## Tugas
Ubahlah paragraf dalam kutipan teks yang diawali "Lonjakan harga masker" menjadi daftar poin yang lebih ringkas tanpa menghilangkan fakta-fakta utamanya.

## Kutipan Teks
※ ※ ※
Lonjakan harga masker bukan hanya memberatkan masyarakat, tapi juga pemerintah. Rumah sakit dan instalasi medis lainnya kesulitan mendapatkan masker, padahal Covid-19 membuat kebutuhan masker untuk tenaga medis juga meningkat tajam. Pemerintah kemudian menyikapinya dengan menyarankan masyarakat untuk menggunakan masker kain non-medis. Produksi dan penjualan masker non-medis kemudian mendadak ramai. Dari raksasa tekstil dan garmen sampai penjahit rumahan memanfaatkan momentum ini.
Hanya dalam beberapa bulan ketersediaan masker sudah hampir kembali seperti semula. Kita bisa mendapatkan masker, baik masker medis maupun masker kain non-medis dengan mudah dan relatif murah. Dari apotik, gerai-gerai mart-martan, sampai pedagang asong dan pedagang kaki lima menyediakan bakyak pilihan masker.
※ ※ ※
## Data yang Disediakan
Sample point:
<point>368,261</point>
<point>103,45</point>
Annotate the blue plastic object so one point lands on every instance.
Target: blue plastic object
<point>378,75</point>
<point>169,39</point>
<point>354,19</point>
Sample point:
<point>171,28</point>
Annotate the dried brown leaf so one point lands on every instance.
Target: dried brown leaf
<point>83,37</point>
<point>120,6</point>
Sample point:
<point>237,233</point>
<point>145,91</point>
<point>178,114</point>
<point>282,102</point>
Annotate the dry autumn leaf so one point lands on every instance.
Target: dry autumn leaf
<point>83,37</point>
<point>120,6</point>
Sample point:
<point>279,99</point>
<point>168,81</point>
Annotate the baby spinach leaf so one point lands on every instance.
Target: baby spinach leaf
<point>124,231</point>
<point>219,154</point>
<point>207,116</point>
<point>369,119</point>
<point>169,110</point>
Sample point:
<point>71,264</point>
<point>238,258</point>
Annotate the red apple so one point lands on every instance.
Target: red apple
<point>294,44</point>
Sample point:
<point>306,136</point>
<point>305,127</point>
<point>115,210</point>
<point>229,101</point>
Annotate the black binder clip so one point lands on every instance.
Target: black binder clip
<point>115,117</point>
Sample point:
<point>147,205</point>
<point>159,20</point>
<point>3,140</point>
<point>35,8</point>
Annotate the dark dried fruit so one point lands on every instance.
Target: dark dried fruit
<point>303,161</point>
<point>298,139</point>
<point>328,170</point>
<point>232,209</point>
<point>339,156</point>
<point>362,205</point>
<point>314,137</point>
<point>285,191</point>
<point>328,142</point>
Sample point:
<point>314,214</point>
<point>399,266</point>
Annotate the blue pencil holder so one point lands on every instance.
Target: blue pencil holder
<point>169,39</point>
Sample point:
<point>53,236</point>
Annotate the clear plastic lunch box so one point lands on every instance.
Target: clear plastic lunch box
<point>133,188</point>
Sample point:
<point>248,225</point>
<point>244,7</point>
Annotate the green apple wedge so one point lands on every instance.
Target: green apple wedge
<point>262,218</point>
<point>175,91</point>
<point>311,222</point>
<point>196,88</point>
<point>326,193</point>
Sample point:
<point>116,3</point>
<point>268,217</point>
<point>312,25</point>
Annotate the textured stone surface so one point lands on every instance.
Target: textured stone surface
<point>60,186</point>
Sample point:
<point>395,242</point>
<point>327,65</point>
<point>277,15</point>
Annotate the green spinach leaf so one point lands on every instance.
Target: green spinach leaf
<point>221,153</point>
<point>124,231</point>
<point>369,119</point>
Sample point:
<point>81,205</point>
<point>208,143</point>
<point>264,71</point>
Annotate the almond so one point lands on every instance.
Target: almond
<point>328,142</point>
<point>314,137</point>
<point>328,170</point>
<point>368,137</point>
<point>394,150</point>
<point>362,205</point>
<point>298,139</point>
※ ※ ※
## Jawaban
- Lonjakan harga masker memberatkan masyarakat dan juga pemerintah.
- Rumah sakit dan instalasi medis lain kesulitan mendapatkan masker, padahal Covid-19 membuat kebutuhan masker untuk tenaga medis meningkat tajam.
- Pemerintah menyarankan masyarakat menggunakan masker kain non-medis.
- Produksi dan penjualan masker non-medis pun mendadak ramai.
- Peluang ini dimanfaatkan mulai dari raksasa tekstil dan garmen hingga penjahit rumahan.